▶ **DATA TO USE**
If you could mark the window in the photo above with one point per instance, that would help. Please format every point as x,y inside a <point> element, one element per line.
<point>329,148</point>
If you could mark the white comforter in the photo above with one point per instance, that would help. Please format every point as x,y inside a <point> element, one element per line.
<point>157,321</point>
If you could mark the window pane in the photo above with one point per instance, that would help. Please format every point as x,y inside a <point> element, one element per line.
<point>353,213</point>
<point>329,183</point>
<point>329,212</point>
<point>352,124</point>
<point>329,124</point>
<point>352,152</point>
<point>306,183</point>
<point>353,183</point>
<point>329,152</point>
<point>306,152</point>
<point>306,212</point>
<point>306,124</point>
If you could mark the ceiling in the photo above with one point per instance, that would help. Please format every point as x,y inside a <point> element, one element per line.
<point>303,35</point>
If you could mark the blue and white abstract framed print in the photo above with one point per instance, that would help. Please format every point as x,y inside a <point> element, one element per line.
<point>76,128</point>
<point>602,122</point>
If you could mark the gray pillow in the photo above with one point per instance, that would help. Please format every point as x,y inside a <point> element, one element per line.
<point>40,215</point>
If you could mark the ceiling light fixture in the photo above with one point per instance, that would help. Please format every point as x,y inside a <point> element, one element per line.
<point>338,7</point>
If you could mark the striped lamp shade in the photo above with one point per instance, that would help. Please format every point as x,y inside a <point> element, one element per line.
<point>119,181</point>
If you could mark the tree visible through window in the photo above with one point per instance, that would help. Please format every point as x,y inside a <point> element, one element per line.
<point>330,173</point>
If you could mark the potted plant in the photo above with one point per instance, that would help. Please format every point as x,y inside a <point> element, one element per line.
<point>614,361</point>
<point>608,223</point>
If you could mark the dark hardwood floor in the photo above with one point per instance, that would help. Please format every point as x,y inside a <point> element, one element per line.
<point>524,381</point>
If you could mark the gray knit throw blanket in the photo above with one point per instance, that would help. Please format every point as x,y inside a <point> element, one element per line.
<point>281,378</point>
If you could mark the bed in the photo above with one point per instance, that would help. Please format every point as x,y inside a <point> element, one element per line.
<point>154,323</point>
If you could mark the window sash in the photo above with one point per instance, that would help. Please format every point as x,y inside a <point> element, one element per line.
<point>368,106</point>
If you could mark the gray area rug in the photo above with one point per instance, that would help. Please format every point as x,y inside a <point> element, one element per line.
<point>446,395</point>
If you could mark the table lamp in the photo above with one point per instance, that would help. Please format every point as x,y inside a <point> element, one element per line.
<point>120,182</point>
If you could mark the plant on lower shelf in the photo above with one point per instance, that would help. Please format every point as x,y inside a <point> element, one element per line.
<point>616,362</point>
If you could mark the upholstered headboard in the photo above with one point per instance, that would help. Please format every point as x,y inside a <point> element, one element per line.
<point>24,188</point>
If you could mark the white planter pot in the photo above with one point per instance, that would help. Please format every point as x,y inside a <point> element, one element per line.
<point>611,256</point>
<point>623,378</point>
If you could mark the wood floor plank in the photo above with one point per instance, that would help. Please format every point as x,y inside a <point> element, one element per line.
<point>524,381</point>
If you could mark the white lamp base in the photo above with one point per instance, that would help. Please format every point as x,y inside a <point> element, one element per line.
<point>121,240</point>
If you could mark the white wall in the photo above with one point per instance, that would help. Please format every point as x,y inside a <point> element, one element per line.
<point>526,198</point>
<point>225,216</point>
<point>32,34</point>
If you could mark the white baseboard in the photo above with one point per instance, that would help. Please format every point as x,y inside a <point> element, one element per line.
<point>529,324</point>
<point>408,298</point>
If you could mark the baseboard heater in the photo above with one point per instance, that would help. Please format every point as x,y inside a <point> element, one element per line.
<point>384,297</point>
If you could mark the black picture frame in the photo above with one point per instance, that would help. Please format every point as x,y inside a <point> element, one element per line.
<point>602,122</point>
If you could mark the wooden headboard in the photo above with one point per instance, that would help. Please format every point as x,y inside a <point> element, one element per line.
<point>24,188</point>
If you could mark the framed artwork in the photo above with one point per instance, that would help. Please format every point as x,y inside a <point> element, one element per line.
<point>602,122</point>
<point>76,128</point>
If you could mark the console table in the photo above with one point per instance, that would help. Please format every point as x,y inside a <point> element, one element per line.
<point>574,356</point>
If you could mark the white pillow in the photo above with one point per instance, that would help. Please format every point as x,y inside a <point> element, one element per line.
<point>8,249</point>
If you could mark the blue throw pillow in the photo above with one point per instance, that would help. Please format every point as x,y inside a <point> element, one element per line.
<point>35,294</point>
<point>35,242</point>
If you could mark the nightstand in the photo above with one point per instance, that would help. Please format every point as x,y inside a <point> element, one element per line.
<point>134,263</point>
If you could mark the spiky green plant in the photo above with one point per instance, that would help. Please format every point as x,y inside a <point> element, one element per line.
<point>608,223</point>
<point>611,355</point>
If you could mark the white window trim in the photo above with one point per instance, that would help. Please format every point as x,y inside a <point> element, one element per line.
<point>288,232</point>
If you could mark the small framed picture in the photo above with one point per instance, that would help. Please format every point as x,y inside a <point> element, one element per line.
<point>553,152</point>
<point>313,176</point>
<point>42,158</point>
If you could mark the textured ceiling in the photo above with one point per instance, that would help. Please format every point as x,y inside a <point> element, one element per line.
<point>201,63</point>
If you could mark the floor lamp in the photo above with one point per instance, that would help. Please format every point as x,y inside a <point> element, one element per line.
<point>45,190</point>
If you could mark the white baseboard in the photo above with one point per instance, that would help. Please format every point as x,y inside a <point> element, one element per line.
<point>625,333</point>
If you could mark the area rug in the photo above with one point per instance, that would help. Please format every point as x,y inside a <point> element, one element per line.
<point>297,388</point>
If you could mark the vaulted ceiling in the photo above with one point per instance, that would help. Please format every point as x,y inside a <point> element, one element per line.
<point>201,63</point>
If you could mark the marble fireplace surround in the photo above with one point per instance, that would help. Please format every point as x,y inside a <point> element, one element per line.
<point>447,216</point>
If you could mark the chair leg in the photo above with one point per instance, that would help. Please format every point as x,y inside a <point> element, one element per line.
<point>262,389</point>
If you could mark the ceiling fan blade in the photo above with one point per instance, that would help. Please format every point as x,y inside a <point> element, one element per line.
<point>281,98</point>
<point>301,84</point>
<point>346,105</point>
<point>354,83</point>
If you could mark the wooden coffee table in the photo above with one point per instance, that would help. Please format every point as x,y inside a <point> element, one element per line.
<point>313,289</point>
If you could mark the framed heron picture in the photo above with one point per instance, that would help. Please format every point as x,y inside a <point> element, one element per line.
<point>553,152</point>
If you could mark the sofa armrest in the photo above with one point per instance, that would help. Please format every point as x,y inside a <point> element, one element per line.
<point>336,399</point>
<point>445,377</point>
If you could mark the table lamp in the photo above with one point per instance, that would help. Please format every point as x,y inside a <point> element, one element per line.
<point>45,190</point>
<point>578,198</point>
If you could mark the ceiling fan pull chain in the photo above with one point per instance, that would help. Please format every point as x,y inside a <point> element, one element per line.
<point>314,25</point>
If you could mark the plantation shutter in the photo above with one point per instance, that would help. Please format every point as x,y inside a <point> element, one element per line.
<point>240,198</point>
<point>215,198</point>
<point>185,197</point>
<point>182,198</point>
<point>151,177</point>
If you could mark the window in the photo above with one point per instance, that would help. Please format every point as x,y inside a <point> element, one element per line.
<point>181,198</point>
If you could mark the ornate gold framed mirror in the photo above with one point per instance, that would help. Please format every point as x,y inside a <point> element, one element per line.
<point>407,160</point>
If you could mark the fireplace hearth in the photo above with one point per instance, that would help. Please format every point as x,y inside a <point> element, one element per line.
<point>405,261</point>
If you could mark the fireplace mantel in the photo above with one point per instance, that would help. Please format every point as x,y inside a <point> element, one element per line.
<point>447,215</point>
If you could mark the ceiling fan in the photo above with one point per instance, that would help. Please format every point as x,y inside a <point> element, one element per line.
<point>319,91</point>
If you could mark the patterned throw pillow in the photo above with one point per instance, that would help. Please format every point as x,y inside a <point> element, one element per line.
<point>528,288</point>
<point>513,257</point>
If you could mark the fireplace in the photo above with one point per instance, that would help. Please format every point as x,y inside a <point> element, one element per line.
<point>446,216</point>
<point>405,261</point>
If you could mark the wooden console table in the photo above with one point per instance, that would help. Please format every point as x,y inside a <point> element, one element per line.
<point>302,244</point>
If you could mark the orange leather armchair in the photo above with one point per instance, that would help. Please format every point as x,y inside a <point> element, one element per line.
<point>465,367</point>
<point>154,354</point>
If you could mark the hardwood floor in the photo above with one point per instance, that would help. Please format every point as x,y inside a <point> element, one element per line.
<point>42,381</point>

▶ **STATED TASK**
Go through everything from the line containing "If you could mark the nightstand" down to the line containing "<point>611,355</point>", swap "nightstand" for "bedside table", and write those lines out again with nothing else changed.

▶ **SOLUTION FOR THIS EXERCISE**
If you could mark the bedside table in the photo above with one point per instance, that would help. Please format every point as x,y inside a <point> element, one element per line.
<point>134,263</point>
If you could mark the spiky green plant in the photo above with one point per instance, that would help. Please format every point as x,y inside a <point> element, one element per line.
<point>608,223</point>
<point>611,355</point>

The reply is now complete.